■ Given problem: Collect every line in the items below that contains the string "underwater", and copy each one in full.

■ Records:
=-=-=
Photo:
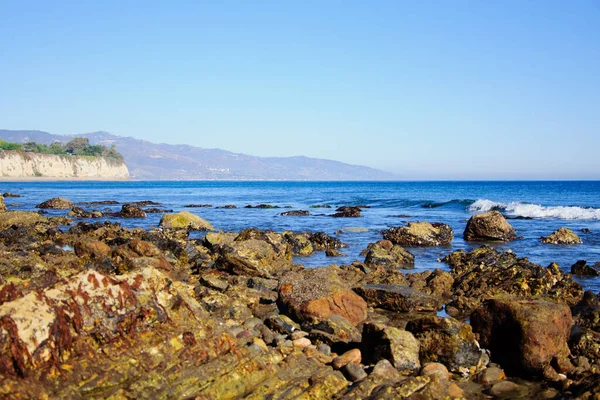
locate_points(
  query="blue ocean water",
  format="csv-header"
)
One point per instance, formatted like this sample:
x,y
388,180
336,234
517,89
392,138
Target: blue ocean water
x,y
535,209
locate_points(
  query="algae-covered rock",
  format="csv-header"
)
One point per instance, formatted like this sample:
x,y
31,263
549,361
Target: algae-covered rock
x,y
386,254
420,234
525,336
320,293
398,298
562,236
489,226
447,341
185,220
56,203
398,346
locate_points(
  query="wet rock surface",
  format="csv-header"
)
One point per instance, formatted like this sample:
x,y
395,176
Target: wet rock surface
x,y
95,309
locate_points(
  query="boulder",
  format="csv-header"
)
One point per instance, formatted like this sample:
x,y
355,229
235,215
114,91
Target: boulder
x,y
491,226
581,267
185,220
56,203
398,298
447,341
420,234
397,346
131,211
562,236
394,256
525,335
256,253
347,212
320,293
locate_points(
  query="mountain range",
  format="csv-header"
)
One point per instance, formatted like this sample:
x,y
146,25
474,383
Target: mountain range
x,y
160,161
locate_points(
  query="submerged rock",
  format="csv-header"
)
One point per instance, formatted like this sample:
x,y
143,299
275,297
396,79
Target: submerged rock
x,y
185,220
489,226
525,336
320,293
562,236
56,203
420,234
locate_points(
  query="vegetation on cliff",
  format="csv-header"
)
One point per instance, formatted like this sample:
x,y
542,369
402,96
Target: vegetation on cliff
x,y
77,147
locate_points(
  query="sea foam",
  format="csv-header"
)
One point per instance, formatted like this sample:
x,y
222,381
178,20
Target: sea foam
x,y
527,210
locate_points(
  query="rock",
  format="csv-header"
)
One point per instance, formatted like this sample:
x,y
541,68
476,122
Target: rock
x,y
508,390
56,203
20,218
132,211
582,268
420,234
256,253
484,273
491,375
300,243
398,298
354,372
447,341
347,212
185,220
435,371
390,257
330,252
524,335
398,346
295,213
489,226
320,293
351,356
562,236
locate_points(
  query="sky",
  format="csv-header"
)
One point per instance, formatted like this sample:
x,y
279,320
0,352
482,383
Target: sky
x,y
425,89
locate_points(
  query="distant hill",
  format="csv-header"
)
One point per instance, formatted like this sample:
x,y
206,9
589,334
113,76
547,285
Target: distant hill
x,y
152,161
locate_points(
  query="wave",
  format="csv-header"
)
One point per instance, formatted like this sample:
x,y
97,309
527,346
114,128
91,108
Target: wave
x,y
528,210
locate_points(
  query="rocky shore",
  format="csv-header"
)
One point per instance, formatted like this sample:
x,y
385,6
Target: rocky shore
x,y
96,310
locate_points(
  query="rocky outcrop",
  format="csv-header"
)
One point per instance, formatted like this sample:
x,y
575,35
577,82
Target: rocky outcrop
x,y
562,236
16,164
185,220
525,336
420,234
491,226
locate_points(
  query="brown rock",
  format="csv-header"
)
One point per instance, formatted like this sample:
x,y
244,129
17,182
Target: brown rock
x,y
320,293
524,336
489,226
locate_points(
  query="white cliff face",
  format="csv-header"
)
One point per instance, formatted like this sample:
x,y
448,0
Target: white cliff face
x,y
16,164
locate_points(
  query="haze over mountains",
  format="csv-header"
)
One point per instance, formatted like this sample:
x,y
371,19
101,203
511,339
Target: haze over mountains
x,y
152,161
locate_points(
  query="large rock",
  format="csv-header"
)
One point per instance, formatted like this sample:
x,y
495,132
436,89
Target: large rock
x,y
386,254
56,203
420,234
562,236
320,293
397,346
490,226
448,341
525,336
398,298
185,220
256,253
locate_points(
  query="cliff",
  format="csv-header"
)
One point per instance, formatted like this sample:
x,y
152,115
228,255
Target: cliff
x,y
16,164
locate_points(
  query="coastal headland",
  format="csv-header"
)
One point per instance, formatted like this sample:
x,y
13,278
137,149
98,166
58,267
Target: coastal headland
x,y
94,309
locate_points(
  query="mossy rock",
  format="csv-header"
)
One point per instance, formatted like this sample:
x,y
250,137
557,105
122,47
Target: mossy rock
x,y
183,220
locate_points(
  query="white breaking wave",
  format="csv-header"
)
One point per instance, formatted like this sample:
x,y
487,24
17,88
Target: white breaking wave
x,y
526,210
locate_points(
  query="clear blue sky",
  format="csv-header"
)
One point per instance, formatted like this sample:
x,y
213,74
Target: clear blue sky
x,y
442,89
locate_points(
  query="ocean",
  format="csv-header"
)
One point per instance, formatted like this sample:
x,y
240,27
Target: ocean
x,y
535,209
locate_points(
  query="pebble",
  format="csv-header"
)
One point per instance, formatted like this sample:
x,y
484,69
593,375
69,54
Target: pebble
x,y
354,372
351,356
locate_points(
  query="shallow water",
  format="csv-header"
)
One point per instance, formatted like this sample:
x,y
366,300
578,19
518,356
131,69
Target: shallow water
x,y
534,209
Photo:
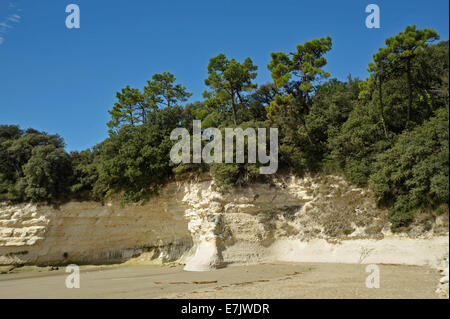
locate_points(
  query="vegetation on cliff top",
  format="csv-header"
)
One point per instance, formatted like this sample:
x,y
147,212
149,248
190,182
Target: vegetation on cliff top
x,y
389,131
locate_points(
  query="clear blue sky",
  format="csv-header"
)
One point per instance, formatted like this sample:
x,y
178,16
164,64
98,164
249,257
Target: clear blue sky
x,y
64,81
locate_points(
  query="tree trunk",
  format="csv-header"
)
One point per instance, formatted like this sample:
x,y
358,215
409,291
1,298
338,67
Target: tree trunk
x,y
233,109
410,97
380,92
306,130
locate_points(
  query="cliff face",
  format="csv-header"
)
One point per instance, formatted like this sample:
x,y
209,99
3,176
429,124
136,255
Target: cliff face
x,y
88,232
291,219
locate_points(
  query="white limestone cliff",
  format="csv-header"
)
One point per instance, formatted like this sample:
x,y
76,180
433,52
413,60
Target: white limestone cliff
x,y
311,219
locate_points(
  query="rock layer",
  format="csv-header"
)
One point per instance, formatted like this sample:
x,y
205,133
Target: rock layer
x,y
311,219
=-=-=
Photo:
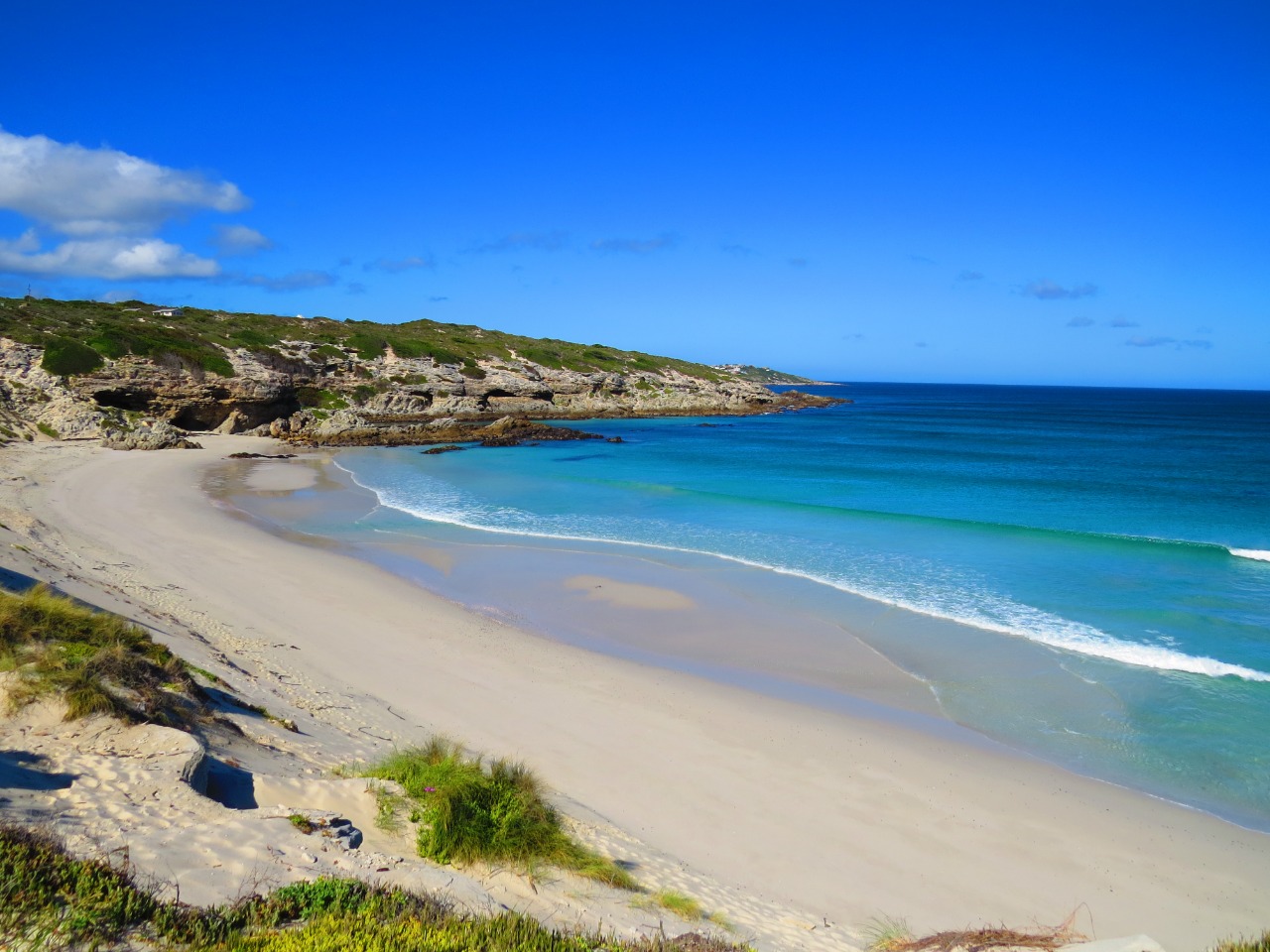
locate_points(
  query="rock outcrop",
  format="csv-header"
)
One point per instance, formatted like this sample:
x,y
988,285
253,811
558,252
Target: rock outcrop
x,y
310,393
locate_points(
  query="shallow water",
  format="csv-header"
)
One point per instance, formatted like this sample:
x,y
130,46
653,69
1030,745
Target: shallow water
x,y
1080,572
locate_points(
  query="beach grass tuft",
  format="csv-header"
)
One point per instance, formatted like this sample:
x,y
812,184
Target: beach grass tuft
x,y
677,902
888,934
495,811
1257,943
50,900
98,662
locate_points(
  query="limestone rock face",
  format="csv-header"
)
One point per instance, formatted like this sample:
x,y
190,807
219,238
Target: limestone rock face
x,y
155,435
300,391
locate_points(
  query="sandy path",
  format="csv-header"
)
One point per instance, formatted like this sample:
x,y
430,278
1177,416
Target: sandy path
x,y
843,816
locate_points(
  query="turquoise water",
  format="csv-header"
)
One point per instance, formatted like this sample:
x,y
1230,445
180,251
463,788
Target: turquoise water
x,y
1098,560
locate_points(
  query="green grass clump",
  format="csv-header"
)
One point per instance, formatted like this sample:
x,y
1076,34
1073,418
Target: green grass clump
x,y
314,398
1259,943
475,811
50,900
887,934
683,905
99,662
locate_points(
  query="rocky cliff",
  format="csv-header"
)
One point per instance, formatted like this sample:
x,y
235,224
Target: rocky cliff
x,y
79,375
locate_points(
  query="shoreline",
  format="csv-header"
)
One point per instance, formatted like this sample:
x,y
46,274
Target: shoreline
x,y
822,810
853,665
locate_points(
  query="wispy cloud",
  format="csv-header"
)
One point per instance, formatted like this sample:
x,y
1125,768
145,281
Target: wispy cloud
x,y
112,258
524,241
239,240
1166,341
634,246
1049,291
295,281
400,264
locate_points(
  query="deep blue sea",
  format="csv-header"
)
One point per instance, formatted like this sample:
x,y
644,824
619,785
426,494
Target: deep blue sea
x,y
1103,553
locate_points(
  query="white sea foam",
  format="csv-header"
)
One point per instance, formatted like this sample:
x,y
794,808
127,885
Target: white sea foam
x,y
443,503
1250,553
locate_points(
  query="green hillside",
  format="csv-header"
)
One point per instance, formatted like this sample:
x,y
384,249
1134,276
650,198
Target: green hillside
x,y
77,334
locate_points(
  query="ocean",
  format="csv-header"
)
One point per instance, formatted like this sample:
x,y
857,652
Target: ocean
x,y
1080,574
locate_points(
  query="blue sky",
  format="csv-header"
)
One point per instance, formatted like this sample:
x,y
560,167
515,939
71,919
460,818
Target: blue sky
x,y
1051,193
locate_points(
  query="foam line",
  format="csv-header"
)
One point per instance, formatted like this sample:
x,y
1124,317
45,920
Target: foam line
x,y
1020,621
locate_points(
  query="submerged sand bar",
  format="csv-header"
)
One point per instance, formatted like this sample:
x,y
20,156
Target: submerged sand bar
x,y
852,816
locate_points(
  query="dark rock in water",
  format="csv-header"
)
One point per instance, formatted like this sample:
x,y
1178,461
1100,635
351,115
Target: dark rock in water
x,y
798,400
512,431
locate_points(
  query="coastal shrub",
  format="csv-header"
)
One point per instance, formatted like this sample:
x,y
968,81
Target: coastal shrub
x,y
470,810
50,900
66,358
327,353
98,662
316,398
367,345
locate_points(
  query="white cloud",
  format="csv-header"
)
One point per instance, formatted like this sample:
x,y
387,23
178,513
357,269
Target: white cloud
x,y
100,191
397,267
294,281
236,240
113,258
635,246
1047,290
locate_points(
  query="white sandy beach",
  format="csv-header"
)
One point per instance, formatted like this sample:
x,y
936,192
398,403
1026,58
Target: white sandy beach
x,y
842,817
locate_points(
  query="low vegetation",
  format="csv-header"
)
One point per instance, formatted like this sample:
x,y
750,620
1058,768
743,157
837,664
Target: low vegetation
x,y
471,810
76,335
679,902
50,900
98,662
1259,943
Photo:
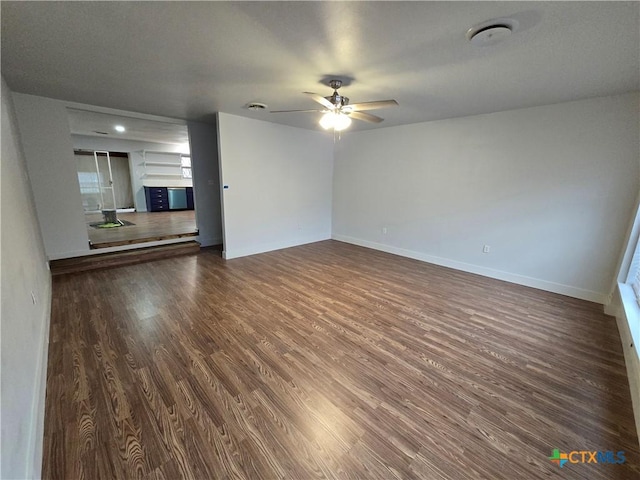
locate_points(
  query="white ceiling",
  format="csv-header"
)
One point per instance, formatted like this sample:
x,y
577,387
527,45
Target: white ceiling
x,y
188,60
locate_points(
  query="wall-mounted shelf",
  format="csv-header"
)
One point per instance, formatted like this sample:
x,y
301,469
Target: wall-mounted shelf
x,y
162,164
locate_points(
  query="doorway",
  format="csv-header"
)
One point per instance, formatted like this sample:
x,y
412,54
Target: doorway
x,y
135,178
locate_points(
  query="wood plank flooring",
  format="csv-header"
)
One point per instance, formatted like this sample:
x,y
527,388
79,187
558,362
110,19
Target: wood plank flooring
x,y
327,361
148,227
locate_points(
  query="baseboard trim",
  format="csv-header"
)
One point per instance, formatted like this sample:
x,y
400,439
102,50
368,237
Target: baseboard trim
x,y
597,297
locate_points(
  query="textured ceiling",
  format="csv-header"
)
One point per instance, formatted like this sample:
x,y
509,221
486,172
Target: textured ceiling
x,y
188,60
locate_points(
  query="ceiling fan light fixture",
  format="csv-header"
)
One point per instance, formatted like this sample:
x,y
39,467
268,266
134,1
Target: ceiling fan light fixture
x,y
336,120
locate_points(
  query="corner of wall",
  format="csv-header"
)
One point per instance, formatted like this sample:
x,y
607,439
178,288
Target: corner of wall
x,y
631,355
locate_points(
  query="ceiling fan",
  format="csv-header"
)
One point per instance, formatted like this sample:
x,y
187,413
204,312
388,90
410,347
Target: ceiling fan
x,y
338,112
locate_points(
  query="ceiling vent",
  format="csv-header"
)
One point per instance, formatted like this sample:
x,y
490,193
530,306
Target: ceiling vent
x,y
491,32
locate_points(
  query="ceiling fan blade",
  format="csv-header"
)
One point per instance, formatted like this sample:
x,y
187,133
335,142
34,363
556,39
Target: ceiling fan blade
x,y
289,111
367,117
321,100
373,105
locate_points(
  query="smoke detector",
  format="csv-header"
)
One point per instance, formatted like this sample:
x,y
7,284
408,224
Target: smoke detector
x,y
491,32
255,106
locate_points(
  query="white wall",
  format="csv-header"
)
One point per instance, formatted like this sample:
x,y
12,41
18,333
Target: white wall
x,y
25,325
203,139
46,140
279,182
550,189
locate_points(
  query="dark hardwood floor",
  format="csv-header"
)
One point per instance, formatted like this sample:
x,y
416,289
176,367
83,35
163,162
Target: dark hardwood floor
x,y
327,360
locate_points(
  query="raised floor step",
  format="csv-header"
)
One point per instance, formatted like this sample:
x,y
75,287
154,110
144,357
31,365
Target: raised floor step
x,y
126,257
=-=-=
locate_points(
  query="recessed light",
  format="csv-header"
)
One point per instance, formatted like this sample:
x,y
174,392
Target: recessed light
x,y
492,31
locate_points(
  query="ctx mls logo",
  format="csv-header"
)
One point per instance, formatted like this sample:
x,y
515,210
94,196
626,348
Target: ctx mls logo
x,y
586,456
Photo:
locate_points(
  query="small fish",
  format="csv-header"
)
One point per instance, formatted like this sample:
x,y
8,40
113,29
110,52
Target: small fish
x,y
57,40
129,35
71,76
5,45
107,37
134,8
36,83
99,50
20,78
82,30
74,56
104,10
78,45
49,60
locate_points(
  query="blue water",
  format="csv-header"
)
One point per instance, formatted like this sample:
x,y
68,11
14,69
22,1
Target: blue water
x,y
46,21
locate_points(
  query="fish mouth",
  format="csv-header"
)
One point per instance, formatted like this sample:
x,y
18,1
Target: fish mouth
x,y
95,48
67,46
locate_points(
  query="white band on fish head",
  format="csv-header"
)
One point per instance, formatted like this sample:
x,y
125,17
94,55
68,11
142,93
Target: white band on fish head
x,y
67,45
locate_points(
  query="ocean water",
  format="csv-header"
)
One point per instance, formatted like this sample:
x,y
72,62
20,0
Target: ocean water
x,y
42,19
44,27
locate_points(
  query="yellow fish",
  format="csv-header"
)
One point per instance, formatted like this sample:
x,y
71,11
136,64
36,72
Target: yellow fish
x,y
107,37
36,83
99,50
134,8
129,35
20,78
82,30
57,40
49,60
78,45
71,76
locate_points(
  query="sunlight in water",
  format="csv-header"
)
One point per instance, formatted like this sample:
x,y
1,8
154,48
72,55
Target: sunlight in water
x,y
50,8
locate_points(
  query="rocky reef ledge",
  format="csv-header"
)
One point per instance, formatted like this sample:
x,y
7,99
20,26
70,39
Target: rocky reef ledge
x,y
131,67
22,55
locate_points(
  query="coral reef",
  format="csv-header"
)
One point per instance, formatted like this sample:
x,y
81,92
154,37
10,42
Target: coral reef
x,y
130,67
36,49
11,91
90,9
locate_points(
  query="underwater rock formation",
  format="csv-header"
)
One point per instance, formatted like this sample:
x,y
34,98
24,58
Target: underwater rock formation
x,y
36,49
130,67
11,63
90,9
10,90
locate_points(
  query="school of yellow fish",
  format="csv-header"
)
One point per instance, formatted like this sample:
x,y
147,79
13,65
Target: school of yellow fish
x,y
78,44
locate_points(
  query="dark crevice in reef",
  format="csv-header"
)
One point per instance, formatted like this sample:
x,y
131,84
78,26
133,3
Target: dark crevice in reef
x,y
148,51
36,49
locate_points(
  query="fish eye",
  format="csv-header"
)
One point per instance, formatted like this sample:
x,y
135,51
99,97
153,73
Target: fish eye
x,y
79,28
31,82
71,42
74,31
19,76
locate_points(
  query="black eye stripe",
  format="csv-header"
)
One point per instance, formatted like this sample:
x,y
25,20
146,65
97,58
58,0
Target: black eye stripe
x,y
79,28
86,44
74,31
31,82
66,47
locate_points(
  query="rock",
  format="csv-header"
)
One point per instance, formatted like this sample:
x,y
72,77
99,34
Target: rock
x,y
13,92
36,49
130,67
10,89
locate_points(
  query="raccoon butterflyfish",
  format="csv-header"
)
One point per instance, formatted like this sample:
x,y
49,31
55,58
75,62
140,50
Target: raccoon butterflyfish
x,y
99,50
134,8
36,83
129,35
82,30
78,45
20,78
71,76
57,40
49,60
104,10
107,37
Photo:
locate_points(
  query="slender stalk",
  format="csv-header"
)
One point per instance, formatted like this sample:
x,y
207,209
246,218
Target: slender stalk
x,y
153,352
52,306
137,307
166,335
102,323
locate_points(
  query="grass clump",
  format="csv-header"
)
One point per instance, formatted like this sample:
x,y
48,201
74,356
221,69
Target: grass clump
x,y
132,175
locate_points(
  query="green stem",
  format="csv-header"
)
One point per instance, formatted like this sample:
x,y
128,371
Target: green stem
=-=-=
■ Exercise answer:
  query="underwater rock formation",
Target: underwater rock formation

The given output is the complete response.